- **Exercise details**: Starting at the line that holds "360, row 354" and stopping at the line that holds "531, row 226", restate the records below word for word, with both of those lines included.

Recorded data
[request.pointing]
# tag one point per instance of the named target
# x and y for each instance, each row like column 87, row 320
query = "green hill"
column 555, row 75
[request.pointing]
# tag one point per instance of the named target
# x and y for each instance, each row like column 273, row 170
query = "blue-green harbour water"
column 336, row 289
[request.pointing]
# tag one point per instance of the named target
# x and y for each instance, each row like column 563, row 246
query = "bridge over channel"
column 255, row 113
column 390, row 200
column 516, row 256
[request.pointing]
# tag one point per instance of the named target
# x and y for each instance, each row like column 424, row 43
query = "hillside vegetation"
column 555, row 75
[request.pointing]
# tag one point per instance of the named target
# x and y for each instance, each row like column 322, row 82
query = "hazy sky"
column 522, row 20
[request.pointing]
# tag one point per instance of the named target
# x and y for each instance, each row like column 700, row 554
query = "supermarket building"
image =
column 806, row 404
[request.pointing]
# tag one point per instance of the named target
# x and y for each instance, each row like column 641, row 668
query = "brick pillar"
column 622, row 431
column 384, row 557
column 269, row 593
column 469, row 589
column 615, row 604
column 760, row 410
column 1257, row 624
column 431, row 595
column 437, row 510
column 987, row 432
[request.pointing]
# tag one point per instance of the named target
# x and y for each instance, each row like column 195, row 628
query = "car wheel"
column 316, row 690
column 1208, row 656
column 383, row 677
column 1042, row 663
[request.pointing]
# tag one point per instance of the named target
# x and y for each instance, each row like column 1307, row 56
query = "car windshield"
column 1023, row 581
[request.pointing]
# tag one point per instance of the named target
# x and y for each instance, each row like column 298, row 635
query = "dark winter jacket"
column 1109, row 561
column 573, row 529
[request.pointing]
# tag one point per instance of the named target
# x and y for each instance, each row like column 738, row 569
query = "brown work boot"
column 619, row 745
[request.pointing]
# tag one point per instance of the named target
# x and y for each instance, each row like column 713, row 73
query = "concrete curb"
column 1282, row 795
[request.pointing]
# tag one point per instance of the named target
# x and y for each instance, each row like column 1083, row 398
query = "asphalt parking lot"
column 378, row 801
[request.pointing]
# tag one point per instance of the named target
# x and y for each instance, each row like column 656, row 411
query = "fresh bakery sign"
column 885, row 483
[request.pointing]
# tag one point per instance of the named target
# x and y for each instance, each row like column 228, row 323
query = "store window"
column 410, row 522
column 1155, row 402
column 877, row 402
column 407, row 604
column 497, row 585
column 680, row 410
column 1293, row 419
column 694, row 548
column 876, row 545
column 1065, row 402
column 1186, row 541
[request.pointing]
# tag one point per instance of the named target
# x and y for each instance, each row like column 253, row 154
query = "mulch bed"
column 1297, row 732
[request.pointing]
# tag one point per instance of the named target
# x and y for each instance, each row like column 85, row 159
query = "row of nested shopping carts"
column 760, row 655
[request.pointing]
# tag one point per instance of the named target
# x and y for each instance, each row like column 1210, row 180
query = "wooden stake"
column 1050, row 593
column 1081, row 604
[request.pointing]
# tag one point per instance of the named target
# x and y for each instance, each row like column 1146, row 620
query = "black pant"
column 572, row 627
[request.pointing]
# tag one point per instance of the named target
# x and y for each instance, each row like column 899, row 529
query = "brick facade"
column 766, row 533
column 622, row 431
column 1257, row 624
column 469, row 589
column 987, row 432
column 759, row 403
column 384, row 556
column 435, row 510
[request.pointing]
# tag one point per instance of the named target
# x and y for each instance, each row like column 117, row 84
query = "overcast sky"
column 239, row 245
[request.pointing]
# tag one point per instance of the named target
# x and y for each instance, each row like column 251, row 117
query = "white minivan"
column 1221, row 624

* * *

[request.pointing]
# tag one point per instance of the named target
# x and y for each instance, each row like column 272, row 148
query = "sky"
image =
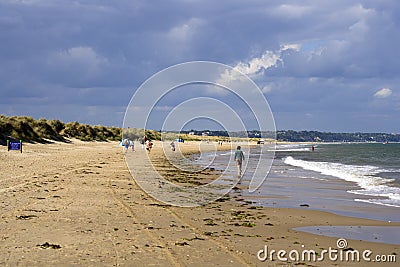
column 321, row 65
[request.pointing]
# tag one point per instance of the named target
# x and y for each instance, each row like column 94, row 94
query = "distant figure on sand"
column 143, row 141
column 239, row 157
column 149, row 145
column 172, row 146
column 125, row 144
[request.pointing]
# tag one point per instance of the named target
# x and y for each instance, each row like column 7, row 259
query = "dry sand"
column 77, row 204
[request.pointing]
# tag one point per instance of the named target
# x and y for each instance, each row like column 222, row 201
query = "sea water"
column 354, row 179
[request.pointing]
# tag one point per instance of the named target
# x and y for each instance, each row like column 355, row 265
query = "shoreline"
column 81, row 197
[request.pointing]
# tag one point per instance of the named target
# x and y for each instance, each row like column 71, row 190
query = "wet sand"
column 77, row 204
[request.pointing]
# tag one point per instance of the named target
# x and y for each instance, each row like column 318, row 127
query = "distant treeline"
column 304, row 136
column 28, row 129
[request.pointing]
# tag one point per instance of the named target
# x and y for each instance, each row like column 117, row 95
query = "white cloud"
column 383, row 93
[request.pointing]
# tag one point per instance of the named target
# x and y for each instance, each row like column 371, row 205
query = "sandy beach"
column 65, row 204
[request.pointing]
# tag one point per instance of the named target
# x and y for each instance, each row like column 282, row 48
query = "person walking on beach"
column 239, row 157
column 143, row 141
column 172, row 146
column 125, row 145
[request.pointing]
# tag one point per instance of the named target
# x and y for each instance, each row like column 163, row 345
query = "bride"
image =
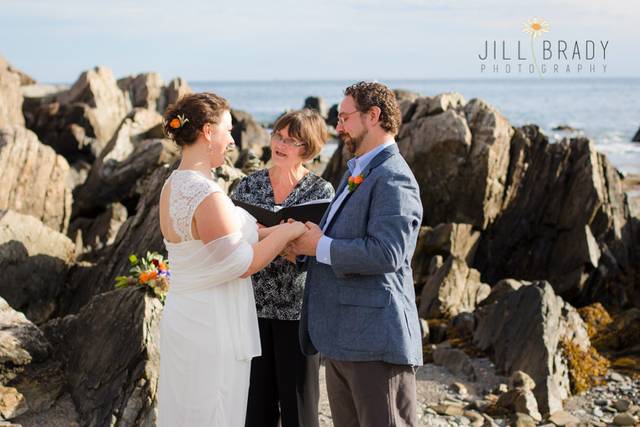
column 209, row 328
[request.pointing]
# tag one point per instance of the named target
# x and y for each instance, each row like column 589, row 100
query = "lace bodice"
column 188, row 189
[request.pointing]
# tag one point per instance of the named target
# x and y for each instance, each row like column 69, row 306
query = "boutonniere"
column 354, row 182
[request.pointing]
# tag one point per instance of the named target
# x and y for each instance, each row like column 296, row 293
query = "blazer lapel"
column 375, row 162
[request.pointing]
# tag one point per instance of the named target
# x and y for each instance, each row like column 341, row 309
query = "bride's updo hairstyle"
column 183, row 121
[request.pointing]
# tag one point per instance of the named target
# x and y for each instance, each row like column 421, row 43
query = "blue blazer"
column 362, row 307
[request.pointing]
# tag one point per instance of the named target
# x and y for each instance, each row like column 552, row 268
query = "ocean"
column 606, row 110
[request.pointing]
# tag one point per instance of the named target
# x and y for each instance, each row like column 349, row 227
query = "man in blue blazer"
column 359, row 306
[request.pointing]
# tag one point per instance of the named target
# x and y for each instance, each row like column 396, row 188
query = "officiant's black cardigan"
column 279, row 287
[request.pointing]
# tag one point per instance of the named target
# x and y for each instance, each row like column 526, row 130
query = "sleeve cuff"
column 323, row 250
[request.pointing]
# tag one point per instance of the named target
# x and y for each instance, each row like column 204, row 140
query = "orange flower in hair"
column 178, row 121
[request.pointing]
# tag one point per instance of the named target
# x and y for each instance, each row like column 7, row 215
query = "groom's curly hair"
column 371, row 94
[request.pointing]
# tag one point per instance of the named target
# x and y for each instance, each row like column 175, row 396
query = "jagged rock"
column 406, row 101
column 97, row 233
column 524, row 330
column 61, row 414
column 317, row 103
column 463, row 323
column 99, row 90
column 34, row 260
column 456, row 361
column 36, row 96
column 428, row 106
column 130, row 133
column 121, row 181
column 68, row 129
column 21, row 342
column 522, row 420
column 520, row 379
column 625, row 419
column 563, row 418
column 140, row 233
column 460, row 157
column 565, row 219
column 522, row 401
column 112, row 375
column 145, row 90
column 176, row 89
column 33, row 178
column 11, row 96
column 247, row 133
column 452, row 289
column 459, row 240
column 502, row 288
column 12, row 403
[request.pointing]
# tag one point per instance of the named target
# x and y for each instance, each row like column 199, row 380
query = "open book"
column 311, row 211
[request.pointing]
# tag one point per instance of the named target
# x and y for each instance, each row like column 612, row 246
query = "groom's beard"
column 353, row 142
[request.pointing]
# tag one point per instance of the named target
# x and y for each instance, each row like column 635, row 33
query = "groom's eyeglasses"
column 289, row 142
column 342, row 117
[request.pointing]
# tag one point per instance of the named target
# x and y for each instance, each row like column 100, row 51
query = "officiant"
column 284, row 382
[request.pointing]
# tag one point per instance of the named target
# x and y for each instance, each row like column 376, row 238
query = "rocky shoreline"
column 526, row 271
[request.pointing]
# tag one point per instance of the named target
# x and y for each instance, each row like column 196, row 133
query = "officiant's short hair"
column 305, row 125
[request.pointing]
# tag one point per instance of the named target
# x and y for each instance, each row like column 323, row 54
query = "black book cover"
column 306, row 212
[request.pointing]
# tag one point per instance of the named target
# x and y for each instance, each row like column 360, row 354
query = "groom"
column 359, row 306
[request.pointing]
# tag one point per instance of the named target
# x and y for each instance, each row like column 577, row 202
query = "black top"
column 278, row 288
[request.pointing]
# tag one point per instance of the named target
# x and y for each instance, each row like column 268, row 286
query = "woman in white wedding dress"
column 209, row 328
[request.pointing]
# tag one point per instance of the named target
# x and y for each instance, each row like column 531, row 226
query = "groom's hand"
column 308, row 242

* * *

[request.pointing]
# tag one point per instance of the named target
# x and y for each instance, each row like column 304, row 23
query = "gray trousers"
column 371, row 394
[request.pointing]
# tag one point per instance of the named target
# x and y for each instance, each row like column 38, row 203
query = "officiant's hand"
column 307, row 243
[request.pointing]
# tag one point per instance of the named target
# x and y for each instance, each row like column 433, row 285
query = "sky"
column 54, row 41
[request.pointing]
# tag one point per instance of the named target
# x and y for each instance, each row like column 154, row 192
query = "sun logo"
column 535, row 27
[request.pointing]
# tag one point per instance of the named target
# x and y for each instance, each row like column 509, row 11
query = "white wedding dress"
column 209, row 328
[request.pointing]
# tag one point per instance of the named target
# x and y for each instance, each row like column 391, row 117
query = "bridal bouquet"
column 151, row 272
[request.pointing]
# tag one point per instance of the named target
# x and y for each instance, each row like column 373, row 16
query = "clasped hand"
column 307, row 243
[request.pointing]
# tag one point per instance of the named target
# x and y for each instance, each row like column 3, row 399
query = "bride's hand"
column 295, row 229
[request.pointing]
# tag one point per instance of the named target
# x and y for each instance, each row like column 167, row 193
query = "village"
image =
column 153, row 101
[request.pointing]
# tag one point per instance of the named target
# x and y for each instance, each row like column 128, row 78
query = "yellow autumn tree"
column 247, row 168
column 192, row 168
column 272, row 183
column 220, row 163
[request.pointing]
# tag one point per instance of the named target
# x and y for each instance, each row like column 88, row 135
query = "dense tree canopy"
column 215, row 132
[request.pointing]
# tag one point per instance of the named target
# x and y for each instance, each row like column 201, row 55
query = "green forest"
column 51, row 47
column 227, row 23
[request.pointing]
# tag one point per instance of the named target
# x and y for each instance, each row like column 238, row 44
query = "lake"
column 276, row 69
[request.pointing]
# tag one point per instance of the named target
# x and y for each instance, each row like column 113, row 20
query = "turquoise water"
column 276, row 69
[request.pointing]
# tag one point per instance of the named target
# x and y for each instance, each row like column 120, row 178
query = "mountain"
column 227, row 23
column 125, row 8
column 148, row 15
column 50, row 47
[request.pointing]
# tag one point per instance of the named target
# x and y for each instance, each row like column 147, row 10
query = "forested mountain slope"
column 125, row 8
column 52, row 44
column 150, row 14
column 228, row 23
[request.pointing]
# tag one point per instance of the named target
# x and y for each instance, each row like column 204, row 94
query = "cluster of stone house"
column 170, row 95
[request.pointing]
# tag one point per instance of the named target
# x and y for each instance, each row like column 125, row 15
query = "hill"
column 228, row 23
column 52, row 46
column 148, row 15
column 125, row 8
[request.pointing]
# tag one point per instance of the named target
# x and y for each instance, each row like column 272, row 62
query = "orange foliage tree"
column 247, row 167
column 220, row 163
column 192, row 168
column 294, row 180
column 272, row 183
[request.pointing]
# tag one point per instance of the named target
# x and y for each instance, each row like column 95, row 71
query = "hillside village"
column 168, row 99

- **Solution to this exercise**:
# x and y for each instance, each row like column 360, row 354
query = "groom"
column 359, row 306
[request.pointing]
# tag one point per instance of the named target
# x and y for each instance, each row like column 577, row 202
query = "black top"
column 278, row 288
[request.pointing]
# tag one point per instance of the named target
# x and y for each instance, each row like column 268, row 286
query = "woman in white wedding dress"
column 209, row 328
[request.pointing]
# tag one point per instance of the named target
# x and y for each instance, each row like column 531, row 226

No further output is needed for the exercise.